PASSAGE SHOWN:
--

7 Balancing skills & knowledge (brains on, hands on)
In this chapter you will learn about:
- How STEAM education can be linked to constructivist theory?
- How to plan constructivistic activities?
As a matter of fact, STEAM education can be linked to the constructivist theory which says that learning is an active process in which learners construct new ideas or concepts based upon their already existing knowledge. Within this theory the teacher plays an important role because he/she must encourage the students to discover things by themselves. One of the principles within this theory is that learning and instruction must take place with the experiences and contexts that make the students willing and able to learn (readiness) (Bruner, 1973). In other words: The learning content may not be an isolated, context-free fact, and learning must take place within so-called realistic or authentic contexts. As events unfold, each person focuses on their own experience and integrates new ideas into their existing knowledge. Learners create schemes to organise their newly acquired information. Dewey, Piaget, Vygotsky, Gagne, and Bruner all used this model in their learning theories. Constructivism is a philosophy of many components. The following are the key points:
- Knowledge is constructed. Students start their learning journey with some prior knowledge and then builds their understanding on top of that.
- Learning is a social activity. It is important to interact with others in order to build awareness. Understanding is achieved by group work, meetings, conversations, and experiences.
- Learning is an active process. In order to build knowledge, students must actively participate in discussions and activities.
- Learning is contextual. Learning may also take place in the light of our lives, alongside the rest of our knowledge. We focus on our lives and categorize new knowledge according to how it fits into our current viewpoint.
- People learn to learn, as they learn. Each student improves their ability to pick and organize information as they progress through the learning process. They will better distinguish concepts and build more concrete thinking processes.
- Learning exists in the mind. Hands-on and physical experience are insufficient for retention of skills. The importance of active participation and reflection in the learning process cannot be overstated.

--

ENTRIES SUPPLIED:
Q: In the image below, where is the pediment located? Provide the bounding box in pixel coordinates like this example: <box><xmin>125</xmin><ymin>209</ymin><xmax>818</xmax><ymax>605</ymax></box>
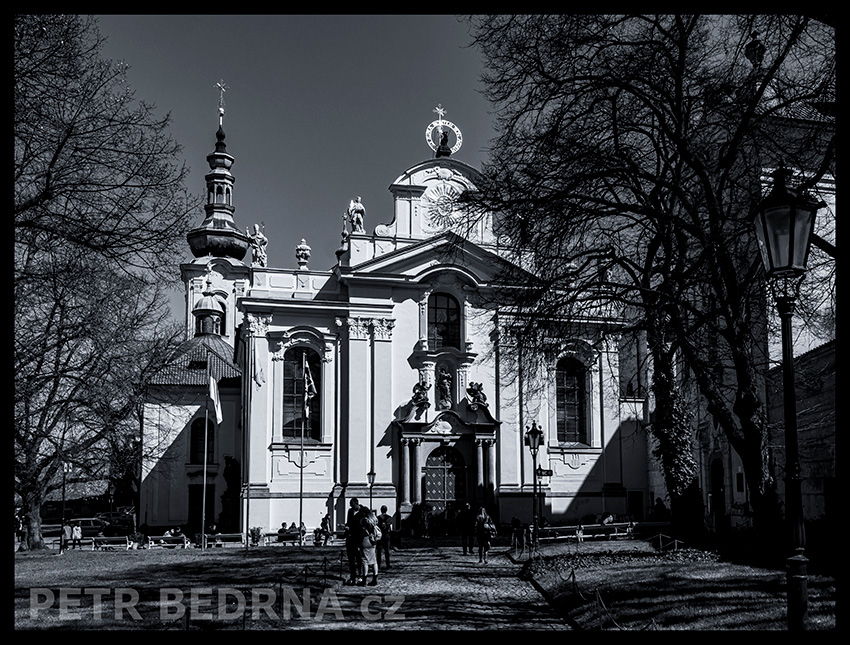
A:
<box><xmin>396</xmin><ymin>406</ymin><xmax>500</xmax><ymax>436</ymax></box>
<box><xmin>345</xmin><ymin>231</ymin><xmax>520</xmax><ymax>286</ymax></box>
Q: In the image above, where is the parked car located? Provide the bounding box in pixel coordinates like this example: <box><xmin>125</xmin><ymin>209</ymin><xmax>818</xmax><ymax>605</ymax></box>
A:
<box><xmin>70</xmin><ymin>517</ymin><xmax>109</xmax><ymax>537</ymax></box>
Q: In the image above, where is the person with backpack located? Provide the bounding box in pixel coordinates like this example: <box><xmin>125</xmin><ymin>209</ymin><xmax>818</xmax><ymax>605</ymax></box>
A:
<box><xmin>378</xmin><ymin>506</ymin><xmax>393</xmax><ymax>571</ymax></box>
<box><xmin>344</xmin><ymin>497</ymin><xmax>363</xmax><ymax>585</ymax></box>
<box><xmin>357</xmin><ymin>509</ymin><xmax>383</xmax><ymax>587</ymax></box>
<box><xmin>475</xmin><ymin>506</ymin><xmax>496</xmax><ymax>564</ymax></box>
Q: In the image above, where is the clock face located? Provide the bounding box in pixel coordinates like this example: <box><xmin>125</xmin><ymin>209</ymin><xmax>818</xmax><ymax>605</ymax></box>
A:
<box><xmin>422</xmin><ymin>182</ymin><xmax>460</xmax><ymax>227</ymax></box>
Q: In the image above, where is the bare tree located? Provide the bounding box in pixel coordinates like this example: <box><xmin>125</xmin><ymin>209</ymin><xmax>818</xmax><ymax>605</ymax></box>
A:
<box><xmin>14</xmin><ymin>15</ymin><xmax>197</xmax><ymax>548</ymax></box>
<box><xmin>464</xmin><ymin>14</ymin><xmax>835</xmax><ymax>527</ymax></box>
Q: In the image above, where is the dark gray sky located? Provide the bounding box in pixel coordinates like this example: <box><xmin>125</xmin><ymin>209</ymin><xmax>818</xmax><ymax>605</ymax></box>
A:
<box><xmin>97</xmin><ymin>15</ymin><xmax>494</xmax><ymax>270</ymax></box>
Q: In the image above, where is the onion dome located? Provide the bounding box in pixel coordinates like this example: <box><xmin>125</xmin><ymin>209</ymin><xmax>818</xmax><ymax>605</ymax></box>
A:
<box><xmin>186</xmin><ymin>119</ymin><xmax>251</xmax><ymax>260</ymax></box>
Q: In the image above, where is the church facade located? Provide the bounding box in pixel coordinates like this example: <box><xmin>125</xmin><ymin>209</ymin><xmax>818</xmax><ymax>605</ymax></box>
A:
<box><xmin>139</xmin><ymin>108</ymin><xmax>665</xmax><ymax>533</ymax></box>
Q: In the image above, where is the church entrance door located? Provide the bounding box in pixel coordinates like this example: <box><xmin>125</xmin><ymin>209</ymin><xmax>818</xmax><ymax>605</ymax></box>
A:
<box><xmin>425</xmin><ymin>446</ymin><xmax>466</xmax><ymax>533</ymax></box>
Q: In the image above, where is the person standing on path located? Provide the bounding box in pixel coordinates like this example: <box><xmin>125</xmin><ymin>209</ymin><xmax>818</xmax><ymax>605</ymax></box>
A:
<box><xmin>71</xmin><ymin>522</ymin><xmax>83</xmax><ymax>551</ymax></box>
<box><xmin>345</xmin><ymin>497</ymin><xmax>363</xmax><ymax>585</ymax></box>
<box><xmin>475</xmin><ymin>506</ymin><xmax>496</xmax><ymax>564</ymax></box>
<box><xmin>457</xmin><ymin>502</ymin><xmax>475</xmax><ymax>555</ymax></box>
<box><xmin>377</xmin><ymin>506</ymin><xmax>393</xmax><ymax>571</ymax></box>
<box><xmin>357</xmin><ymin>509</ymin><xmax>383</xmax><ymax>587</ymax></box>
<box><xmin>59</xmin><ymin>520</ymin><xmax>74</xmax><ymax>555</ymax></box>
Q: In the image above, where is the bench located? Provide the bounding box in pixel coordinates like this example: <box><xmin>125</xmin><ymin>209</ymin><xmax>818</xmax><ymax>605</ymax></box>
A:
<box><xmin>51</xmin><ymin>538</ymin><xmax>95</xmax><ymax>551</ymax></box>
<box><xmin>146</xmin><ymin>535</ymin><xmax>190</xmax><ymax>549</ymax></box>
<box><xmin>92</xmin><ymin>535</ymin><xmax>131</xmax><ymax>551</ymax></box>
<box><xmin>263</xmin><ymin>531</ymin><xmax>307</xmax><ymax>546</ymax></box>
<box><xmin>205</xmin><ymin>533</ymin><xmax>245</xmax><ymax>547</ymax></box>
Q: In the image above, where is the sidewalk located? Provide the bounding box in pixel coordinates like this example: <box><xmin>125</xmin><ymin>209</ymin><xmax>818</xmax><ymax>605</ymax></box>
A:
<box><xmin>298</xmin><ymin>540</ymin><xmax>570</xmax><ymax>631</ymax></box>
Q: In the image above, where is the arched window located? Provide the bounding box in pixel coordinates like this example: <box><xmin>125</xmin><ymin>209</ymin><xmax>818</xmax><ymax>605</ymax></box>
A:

--

YOUR TASK:
Reproduce the section of the chapter on constructivist learning that starts with "- Learning is a social" and stops after "discussions and activities.".

EXERCISE SOLUTION:
- Learning is a social activity. It is important to interact with others in order to build awareness. Understanding is achieved by group work, meetings, conversations, and experiences.
- Learning is an active process. In order to build knowledge, students must actively participate in discussions and activities.